## TEXT EXCERPT
>> START

Big towns dictate market rate

Red Deer and Vancouver have vastly different climates, topographies — and real estate markets.

Red Deer and Vancouver have vastly different climates, topographies — and real estate markets.

This third difference has been illustrated by the recent slide in residential sales activity in the West Coast city, a trend not duplicated in Red Deer.

Yet big urban centres like Vancouver are often lumped together with other cities to produce national statistics, said Ken Devoe, president of the Central Alberta Realtor’s Association.

“In real estate, Vancouver and Toronto kind of dictate the Canadian market rate.”

A case in point arose Monday, when the Canadian Real Estate Association announced that it was revising downward its forecast of the number of home that would be sold in Canada this year.

The new tally of 456,300 equates to a 0.5 per cent decline from 2011, and came just three months after CREA projected 2012 residential sales of 466,900, a 1.9 per cent increase from the previous year.

“Greater Toronto, Greater Montreal and Greater Vancouver contributed most to the small decline at the national level,” the association acknowledged.

But the national forecast stands in stark contrast to the actual numbers in Red Deer and the surrounding area, said Devoe, who is a Realtor with Century 21 Advantage in Red Deer.

As of Nov. 30, the area covered by the Central Alberta Realtor’s Association had processed 3,998 sales through the Multiple Listing Service — up nearly 13 per cent from the 3,545 sales to the same point last year. “That’s the problem when we get a report from a Canadian organization,” said Devoe.

CREA blamed the national decline in large part on tighter mortgage lending rules that took effect in July.

Designed to discourage Canadians from incurring too much debt, they included a reduction in the maximum loan amortization period to 25 years, which increased the monthly carrying costs relative to mortgages with longer amortization periods.

Devoe doesn’t think the new rules affected Central Albertan buyers as much as their counterparts in other areas.

“In Central Alberta, we’re kind of shielded,” he said. “People are not spending to their max.”

Federal Finance Minister Jim Flaherty also downplayed the impact of the new mortgage rules.

>> END

## SUPPLIED ENTRIES
>> START

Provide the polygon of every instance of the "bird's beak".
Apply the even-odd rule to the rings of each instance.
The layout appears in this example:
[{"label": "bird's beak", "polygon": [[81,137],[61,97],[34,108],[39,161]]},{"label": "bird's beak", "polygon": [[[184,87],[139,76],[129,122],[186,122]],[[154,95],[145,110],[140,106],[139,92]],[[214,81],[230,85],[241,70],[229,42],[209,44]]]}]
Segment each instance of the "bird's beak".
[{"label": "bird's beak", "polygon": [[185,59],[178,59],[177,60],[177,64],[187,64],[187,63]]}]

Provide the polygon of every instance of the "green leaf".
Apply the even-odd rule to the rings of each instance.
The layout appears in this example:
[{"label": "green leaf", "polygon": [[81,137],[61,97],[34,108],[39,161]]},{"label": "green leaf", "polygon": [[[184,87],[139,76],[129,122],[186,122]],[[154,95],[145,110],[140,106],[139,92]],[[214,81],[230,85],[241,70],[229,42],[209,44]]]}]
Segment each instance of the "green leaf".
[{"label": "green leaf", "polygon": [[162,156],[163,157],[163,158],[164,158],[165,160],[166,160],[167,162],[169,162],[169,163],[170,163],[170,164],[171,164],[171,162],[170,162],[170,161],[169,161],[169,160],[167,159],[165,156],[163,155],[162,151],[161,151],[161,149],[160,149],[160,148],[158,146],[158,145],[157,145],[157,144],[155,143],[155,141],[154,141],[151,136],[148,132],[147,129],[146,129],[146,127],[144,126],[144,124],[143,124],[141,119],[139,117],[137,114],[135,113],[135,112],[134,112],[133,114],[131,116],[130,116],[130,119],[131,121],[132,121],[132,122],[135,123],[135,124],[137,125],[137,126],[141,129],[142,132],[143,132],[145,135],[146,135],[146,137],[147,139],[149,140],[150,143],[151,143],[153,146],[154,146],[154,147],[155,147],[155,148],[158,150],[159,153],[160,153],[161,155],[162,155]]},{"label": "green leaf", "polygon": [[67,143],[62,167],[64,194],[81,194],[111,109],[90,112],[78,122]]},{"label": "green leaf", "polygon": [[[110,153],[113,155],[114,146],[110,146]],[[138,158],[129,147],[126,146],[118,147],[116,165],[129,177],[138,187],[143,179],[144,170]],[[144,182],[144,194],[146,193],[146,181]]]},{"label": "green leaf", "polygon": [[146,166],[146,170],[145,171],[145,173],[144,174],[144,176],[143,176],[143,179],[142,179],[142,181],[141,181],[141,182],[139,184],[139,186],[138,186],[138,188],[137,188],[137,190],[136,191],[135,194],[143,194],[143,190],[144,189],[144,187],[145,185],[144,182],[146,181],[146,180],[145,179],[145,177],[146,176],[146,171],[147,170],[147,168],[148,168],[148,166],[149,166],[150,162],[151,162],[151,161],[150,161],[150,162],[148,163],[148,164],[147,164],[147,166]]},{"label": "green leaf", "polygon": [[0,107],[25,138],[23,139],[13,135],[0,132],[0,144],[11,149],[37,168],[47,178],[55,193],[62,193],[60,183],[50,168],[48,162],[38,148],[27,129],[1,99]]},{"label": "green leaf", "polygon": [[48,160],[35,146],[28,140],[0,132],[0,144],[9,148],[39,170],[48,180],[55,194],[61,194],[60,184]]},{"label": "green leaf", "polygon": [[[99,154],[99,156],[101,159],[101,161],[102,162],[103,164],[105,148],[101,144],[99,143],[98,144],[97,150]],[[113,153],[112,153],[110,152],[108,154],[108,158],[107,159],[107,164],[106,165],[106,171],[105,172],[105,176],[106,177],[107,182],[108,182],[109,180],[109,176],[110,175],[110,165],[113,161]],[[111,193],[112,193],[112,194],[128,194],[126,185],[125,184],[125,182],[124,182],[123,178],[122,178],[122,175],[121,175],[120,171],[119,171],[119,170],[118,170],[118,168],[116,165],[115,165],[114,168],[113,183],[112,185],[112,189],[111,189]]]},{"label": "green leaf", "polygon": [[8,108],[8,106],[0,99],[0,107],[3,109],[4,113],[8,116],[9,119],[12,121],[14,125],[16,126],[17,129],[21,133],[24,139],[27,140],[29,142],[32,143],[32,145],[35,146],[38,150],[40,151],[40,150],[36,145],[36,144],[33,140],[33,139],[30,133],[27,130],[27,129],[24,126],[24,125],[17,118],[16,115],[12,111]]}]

>> END

## THINGS TO DO
(A) From the real estate article, list every number of home sales it gives.
(B) Return the part of the real estate article starting with "Designed to discourage" and going on through "in other areas.".

## WORKED SOLUTIONS
(A)
456,300
466,900
3,998
3,545

(B)
Designed to discourage Canadians from incurring too much debt, they included a reduction in the maximum loan amortization period to 25 years, which increased the monthly carrying costs relative to mortgages with longer amortization periods.

Devoe doesn’t think the new rules affected Central Albertan buyers as much as their counterparts in other areas.